TASK INPUTS:
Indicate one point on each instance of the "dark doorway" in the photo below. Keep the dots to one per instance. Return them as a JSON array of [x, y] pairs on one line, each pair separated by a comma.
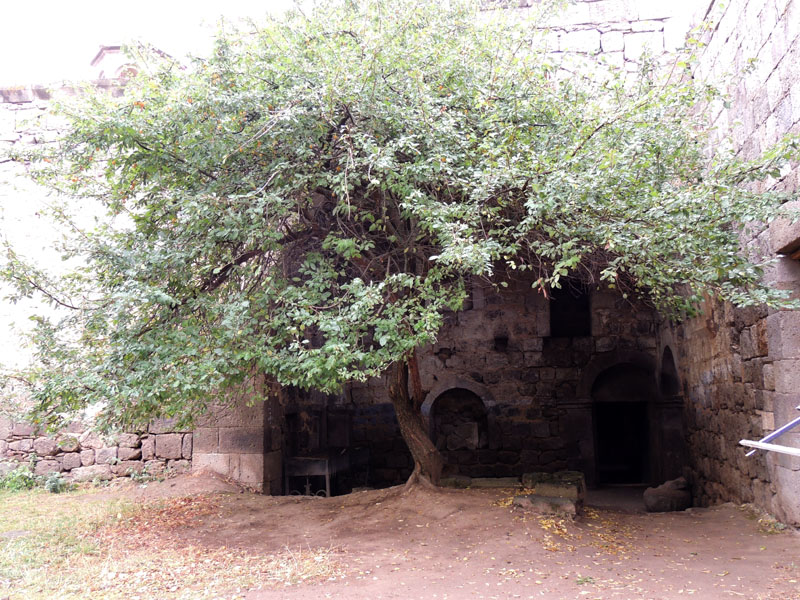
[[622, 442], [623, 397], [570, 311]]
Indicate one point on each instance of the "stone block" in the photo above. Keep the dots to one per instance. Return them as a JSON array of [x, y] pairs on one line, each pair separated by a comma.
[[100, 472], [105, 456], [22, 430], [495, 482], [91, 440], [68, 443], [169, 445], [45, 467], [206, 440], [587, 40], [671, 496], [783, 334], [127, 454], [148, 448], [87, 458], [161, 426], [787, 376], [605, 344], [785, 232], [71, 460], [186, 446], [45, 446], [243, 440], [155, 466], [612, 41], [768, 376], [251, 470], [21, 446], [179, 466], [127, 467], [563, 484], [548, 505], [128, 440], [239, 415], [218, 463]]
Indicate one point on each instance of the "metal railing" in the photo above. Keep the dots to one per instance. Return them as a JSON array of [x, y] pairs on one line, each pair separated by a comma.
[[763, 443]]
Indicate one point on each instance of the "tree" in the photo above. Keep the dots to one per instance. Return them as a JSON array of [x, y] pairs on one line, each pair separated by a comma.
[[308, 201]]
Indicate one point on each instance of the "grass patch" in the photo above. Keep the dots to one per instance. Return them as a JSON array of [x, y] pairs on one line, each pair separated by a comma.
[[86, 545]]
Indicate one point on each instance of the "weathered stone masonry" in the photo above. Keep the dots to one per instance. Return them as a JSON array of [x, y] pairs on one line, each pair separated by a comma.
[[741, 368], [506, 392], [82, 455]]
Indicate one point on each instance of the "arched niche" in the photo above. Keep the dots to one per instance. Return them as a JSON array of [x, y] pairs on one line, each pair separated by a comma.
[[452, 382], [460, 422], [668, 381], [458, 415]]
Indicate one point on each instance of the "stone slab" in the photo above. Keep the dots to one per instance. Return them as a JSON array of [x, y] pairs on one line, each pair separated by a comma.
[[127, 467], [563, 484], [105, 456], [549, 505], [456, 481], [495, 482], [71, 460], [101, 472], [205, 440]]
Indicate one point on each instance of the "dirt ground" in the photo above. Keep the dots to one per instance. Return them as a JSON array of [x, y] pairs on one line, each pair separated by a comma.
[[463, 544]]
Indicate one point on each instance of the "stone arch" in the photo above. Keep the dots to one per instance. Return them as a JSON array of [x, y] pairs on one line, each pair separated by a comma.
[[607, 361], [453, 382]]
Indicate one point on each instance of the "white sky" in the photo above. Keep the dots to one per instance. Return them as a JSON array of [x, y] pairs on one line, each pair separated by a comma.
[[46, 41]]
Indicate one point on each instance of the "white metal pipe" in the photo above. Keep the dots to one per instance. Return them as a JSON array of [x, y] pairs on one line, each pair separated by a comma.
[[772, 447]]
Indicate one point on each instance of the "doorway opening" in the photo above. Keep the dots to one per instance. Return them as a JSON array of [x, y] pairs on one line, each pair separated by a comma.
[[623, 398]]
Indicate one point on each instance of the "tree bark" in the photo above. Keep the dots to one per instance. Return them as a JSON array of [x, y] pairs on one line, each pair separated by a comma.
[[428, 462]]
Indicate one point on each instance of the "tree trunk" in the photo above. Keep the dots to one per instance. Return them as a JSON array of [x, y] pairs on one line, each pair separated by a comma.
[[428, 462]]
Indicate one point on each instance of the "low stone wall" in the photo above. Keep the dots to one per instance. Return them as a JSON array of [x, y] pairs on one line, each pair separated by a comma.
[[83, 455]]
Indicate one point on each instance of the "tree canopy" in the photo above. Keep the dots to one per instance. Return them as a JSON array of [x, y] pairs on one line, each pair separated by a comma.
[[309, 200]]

GOAL OF THE EXERCISE:
Send back the data above word for word, with the pictures left out.

TASK RESULT:
Indicate one point on each instance of the "dark doorway" in the photo below. Keep the dots to one per instance. Return them as a JSON array of [x, y] pairs on one line, each pair separated by a comma.
[[622, 442], [623, 397], [570, 311]]
Indicate one point on each instance of the "stone block" in the photo above. Keep the dots to one per instance. Return them as a JSON array of [x, y] pairs on one line, each pair separated by a comma.
[[100, 472], [105, 456], [22, 430], [495, 482], [91, 440], [68, 443], [169, 445], [45, 467], [206, 440], [587, 40], [671, 496], [783, 334], [127, 454], [148, 448], [87, 458], [161, 426], [787, 376], [605, 344], [785, 232], [71, 460], [186, 446], [45, 446], [243, 440], [155, 466], [612, 41], [768, 376], [251, 470], [21, 446], [179, 466], [127, 467], [563, 484], [548, 505], [128, 440], [239, 415], [218, 463]]
Indicate one point on each instance of the "metal railing" in the photo above. Keep the dots to one per instance. Return them as a JSON array of [x, y] pairs on one line, each pair separated by a comma.
[[763, 443]]
Indicate one point on each instance of the "tree" in the photo above. Keep the dots to one per instance. Return them as a JSON array of [x, y] pairs on one line, each pair separated by a comma.
[[308, 201]]
Indicate one point on each instance of the "grass patch" in the photo above. Keep the dots to one per instance. Return them as a JSON array of [x, y] pairs on one line, each pair separated by a comma.
[[86, 545]]
Indicate one point on each instance of the "weathered stone masonry" in the photo above. Keep the dots to one per instance. Return them as a JSON array of [x, y] pairs on one line, each pair separated by a comma.
[[741, 368], [506, 392], [82, 455]]
Indicate one point on each instance of the "arched niche" in the photo above. Keep the dots to one per instance. Return them as a JSON array of [x, y] pairs on one line, each pair separated by a comma.
[[452, 382], [460, 422], [668, 381], [458, 415]]
Indicate one point on each instance of the "stone slab" in the photo above. Keep the dots to one per instance. Return them as a JSON array of [x, y] pairs on one line, each pair separated by a comma.
[[127, 467], [563, 484], [105, 456], [549, 505], [456, 481], [495, 482], [71, 460], [101, 472], [205, 440]]
Indicate one point on each instance of the "dirt ground" in the photo above. Keep the dots to one per instance. Return them as a JSON array of [x, y] pairs on one line, each pair separated by a comma.
[[463, 544]]
Indicate one point on each instance of the "stone arch" in the photo above. Keep the dots to one per instance. Return them as a JSON array of [x, y] pairs on one line, each pair separated by a comma.
[[607, 361], [453, 382]]
Indicate one point on each instance of the "white sky" in the photo above. Keep the dots to one per instance. Return them as a JSON array of [x, y] pairs on one line, each pair separated by a comma.
[[46, 41]]
Indicate one point on each instance of the "white metal pipe" in the photo above. Keep the dots to one per instance. Return them as a JSON array of [x, y] pairs on one line, each pair separated by a comma.
[[772, 447]]
Indicate one point on each instance of the "doorway opening" in the photo above. Keep the dots to one per instance. Return them as a JSON array of [x, y] pairs on one line, each pair separated by a comma.
[[623, 398]]
Indicate one point on each instance of the "tree bark" in the photo above. Keep the dots to one per instance. Return them as a JSON array of [x, y] pairs on one line, each pair separated by a comma.
[[428, 462]]
Indicate one point on each instance of the "tree trunk" in the photo above. Keep the dots to one per instance. Return them as a JSON array of [x, y] pairs on one line, each pair separated by a comma.
[[428, 462]]
Indicate one point on each instance of the "low stone wall" in the photo above. Keep the dots to one per instance. Return them as a JSON array of [x, y] pairs on one line, each pair separated by a comma.
[[83, 455]]
Indicate one point on each instance of the "tree canopy" in the photo above. Keep the dots to one per instance. Return them as a JSON array of [x, y] pairs on one line, each pair separated by a comma.
[[309, 200]]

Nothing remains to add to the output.